**REQUIREMENTS**
Rewrite the listing from the line with "Annotation guideline v3.1 — Label: brick church" to the line with "[[221, 294, 374, 357], [534, 151, 680, 399]]", both included, keeping every request line intact but multiplying each bounding-box coordinate in the answers by 0.25 and rounding to whole numbers, with halves rounded up. Leave all numbers in the requests and their format samples unchanged, and give only these lines.

**RECORDS FOR PROCESSING**
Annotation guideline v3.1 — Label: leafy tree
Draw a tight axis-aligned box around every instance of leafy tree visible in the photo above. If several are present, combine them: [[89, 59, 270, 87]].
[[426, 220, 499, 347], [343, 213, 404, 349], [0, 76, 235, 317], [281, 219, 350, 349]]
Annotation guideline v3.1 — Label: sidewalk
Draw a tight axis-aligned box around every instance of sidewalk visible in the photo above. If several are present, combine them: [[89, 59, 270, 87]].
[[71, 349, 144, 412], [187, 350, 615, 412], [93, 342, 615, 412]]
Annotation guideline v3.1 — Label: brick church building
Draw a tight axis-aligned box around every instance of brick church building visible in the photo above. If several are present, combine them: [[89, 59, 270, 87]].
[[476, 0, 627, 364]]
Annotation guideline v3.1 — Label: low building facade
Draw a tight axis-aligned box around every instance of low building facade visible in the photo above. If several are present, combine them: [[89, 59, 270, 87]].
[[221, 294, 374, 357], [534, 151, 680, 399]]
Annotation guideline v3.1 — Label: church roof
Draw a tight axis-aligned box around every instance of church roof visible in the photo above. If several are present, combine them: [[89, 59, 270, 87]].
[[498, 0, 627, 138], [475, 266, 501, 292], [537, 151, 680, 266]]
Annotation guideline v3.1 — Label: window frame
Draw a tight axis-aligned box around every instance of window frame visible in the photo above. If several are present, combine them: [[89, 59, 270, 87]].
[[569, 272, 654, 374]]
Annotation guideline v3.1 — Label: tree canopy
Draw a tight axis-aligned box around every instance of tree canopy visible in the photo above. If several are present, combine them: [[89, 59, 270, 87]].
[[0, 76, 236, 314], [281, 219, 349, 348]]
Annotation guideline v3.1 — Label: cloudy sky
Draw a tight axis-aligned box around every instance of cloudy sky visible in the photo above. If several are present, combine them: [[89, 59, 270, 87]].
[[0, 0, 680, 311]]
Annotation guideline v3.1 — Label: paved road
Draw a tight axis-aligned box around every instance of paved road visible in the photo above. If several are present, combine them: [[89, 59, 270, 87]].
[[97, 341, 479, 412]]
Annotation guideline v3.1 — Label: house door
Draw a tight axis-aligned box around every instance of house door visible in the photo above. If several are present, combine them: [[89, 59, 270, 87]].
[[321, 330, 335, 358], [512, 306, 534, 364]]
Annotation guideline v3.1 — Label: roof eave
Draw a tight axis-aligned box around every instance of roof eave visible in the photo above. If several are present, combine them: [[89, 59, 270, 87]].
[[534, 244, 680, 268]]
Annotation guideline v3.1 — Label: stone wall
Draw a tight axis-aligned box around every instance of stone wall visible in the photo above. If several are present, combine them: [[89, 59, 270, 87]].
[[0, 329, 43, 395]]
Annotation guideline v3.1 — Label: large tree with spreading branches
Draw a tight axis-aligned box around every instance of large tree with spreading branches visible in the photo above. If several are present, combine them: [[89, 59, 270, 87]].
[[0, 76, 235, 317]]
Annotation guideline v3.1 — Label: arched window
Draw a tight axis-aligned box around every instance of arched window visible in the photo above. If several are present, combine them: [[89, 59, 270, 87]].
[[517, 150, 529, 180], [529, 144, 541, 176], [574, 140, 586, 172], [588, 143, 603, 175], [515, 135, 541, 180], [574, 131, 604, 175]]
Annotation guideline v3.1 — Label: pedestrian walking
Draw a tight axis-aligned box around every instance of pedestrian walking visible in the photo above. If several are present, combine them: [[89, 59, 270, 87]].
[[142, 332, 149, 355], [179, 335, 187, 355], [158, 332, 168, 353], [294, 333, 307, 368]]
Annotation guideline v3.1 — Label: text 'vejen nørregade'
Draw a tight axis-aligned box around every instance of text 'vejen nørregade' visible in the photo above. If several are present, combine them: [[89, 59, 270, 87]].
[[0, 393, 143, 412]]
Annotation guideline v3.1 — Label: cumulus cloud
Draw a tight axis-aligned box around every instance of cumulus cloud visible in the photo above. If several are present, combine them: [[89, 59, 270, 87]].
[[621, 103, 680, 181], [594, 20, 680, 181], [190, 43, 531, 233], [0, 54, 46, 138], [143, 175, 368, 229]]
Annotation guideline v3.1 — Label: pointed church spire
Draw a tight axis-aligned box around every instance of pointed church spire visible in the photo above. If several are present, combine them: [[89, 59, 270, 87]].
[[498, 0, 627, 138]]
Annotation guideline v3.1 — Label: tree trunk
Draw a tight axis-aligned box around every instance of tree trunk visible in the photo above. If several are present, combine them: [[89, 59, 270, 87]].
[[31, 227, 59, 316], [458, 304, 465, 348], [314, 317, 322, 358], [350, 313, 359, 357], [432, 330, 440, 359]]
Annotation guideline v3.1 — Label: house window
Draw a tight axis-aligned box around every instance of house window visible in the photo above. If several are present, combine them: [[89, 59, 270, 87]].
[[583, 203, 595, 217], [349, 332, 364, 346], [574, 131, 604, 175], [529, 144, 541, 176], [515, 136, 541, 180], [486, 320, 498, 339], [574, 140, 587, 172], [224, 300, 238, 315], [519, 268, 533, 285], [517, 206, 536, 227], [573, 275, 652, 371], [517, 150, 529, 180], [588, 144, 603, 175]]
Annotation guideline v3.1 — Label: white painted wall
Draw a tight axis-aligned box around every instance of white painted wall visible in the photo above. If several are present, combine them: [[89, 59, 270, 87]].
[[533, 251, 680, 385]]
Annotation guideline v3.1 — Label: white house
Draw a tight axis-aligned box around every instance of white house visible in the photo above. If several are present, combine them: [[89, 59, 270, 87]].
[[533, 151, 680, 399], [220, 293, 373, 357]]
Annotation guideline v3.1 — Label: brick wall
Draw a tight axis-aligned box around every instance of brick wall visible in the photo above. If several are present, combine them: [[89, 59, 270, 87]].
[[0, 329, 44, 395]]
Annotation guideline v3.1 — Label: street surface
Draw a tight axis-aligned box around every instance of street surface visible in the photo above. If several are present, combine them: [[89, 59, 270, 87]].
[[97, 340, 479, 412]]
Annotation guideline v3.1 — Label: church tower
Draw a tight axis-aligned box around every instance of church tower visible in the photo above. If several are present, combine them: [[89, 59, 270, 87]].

**RESULT FOR THIS EXERCISE**
Annotation guideline v3.1 — Label: brick church building
Draw a tight axis-aligned box around every instance of brick church building visible in the photo above. If several are present, combine them: [[89, 59, 270, 87]].
[[119, 0, 157, 91]]
Annotation guideline v3.1 — Label: low building facade
Draw a tight axis-aligned box around every instance of low building facade visible in the photo above. If several are present, combine them: [[89, 59, 270, 87]].
[[55, 74, 94, 89], [134, 38, 170, 100]]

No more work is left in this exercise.